DATASET:
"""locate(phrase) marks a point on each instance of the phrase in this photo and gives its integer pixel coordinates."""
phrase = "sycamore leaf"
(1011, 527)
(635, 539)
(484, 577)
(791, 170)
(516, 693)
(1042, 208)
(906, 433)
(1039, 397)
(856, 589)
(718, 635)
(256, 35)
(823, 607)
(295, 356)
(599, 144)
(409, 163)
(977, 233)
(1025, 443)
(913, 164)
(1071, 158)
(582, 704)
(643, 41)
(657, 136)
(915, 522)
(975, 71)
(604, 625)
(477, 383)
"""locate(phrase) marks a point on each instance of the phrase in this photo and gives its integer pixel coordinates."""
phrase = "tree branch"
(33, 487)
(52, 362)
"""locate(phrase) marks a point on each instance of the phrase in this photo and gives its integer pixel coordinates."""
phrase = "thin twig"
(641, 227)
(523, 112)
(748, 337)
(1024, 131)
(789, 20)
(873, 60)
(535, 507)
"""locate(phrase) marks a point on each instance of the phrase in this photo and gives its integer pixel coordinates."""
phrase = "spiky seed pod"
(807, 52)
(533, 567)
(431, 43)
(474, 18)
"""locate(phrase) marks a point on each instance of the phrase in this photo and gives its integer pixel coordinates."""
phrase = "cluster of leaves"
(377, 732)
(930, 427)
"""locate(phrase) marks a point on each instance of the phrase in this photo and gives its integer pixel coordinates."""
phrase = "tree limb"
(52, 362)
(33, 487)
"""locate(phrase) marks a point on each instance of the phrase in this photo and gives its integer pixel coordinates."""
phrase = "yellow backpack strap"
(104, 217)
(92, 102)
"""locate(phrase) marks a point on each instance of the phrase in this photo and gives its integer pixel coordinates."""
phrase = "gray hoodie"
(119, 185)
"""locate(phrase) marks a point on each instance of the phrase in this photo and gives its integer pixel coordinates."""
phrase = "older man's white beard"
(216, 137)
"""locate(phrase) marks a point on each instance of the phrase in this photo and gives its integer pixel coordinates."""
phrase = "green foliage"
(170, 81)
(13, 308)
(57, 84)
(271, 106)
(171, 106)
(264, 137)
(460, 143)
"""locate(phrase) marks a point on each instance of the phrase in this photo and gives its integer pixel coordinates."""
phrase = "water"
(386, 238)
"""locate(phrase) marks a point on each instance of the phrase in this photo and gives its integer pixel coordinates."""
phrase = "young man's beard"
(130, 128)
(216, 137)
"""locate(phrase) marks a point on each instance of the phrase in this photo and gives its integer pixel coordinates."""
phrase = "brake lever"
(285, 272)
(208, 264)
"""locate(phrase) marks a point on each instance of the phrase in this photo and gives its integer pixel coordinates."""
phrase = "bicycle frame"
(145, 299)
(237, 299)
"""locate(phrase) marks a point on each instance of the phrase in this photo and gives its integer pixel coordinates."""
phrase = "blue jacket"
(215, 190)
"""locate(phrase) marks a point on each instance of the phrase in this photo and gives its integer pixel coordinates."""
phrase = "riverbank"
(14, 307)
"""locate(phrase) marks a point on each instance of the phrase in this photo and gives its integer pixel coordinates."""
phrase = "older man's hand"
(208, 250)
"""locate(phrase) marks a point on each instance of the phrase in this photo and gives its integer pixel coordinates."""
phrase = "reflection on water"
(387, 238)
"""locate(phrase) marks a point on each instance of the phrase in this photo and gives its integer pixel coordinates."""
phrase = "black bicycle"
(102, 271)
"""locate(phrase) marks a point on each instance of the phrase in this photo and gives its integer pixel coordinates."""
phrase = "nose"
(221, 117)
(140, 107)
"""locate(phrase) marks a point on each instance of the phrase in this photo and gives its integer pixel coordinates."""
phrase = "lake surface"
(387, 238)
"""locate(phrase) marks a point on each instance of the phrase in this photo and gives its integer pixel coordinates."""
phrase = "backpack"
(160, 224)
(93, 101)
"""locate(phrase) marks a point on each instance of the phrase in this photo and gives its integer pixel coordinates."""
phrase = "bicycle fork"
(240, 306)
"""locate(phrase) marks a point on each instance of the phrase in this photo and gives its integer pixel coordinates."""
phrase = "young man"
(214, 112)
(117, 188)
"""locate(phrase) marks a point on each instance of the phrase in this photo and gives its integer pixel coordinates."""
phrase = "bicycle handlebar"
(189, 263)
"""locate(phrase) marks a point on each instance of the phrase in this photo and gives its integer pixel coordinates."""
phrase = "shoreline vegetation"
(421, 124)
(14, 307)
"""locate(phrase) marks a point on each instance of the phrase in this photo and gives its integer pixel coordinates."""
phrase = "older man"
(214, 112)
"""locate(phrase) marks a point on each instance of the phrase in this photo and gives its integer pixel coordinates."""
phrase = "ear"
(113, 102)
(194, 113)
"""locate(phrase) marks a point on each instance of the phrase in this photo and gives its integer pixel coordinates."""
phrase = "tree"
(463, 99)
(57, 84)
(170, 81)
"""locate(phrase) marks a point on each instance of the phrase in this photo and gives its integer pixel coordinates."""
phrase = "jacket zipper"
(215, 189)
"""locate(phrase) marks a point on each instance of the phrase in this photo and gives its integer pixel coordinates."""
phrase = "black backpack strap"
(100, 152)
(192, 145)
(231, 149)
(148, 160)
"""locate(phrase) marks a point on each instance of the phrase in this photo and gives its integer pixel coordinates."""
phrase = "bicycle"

YOUR OBJECTIVE: Retype the whole listing above exactly.

WRITTEN SOLUTION:
"""locate(phrase) marks a point on each instance of the phrase in this photo and gives its integer pixel coordinates."""
phrase = "sycamore leaf"
(1011, 527)
(635, 539)
(484, 577)
(791, 170)
(516, 693)
(1042, 208)
(906, 433)
(1039, 397)
(856, 589)
(718, 635)
(256, 35)
(823, 607)
(295, 356)
(599, 144)
(409, 163)
(977, 233)
(1025, 443)
(913, 164)
(1071, 158)
(582, 704)
(643, 41)
(657, 136)
(915, 522)
(975, 71)
(604, 625)
(477, 383)
"""locate(phrase) marks a point on each instance of the phrase in this photo and gives its integer pixel coordinates."""
phrase = "tree branch"
(33, 487)
(52, 362)
"""locate(phrase) marks a point on each instance of the phrase in this photo and gives its integer pixel coordinates."""
phrase = "thin twig"
(641, 227)
(523, 112)
(748, 337)
(1024, 131)
(789, 20)
(873, 60)
(535, 507)
"""locate(phrase) marks a point on each instance of the phrase in this photo and gives its integer pixel coordinates."""
phrase = "spiky seed pod"
(807, 52)
(533, 567)
(431, 43)
(474, 18)
"""locate(phrase) marks a point on each instance of the phrase in this photo and gives its integer pixel coordinates."""
phrase = "cluster of leaves"
(377, 732)
(930, 427)
"""locate(phrase) marks a point on each instance of the phrase in this photo and gives its integer pixel coordinates."""
phrase = "tree limb"
(52, 362)
(33, 487)
"""locate(phrase) marks a point on each instance of the phrase in this photo and gives its integer pixel coordinates."""
phrase = "yellow backpack strap"
(104, 217)
(92, 102)
"""locate(phrase) marks a point on each instance of the phrase in this photo and gives its integer pixel coordinates."""
phrase = "gray hoodie"
(119, 185)
"""locate(phrase) marks a point on each instance of the phrase in this photo and gives its integer pixel coordinates."""
phrase = "older man's white beard"
(216, 137)
"""locate(phrase) marks a point on each instance of the phrase in this photo and gives its integer pixel coordinates."""
phrase = "green foliage"
(170, 81)
(13, 308)
(57, 84)
(271, 106)
(171, 106)
(264, 137)
(460, 143)
"""locate(phrase) marks a point on each instance of the phrase in this photo and gives its integer pixel coordinates."""
phrase = "water"
(386, 238)
"""locate(phrase) marks a point on each instance of the phrase in this photo and gives its integer pixel coordinates."""
phrase = "young man's beard"
(130, 128)
(216, 137)
"""locate(phrase) marks a point on each instance of the phrase in this photo and gives its integer pixel coordinates."""
phrase = "brake lever"
(285, 272)
(208, 264)
"""locate(phrase) marks a point on each instance of the phrase in this photo and gives its integer pixel coordinates."""
phrase = "bicycle frame"
(145, 299)
(237, 299)
"""locate(phrase) marks a point on each instance of the phrase in this photo and gives its integer pixel coordinates."""
phrase = "blue jacket"
(215, 190)
"""locate(phrase) marks a point on each instance of the phrase in this photo and gives its integer pixel coordinates."""
phrase = "riverbank"
(14, 307)
"""locate(phrase) marks a point on each instance of the phrase in this photo and gives its integer pixel coordinates."""
phrase = "older man's hand"
(208, 250)
"""locate(phrase) marks a point on each instance of the phrase in this photo and gives its integer pixel coordinates."""
phrase = "reflection on water"
(387, 238)
"""locate(phrase) marks a point on each instance of the phrase in this photo and gives its integer pixel coordinates."""
phrase = "black bicycle"
(102, 271)
"""locate(phrase) marks a point on each instance of the phrase in this photo and gives its integer pixel coordinates."""
phrase = "nose"
(221, 117)
(140, 107)
"""locate(phrase) marks a point on each instance of the phrase in this photo and gives its integer pixel coordinates."""
phrase = "lake surface"
(387, 238)
"""locate(phrase) marks a point on each instance of the phrase in this photo and gives its integer pixel coordinates."""
phrase = "backpack"
(160, 224)
(93, 101)
"""locate(phrase) marks a point on each instance of the phrase in this photo and gives its integer pixel coordinates."""
phrase = "bicycle fork"
(240, 306)
"""locate(phrase) marks a point on each instance of the phrase in this photo and gives its integer pixel coordinates."""
phrase = "young man"
(214, 112)
(117, 188)
"""locate(phrase) marks a point on each instance of the phrase in this photo and gives its integer pixel coordinates."""
phrase = "bicycle handlebar"
(189, 263)
"""locate(phrase) marks a point on each instance of the phrase in this photo and gives its integer pixel coordinates."""
phrase = "shoreline vegetation"
(421, 124)
(14, 307)
"""locate(phrase) marks a point on each instance of the phrase in this photo and gives its integer pixel coordinates."""
phrase = "older man"
(214, 112)
"""locate(phrase) marks a point on each instance of the phrase in this photo and gives its integer pixel coordinates."""
phrase = "ear"
(113, 102)
(194, 113)
"""locate(phrase) marks a point on each instance of the phrase in this photo and gives its integer pixel coordinates."""
phrase = "tree"
(463, 99)
(57, 84)
(170, 81)
"""locate(phrase) marks a point on each instance of the phrase in this photo and gives its integer pixel coordinates."""
phrase = "jacket zipper"
(215, 189)
"""locate(phrase) marks a point on each instance of the phrase in this photo and gives its integer pixel coordinates."""
phrase = "black backpack strap"
(100, 152)
(192, 145)
(231, 149)
(148, 160)
"""locate(phrase) marks a point on each instance of the phrase in this photo and gives its integer pixel coordinates."""
phrase = "bicycle"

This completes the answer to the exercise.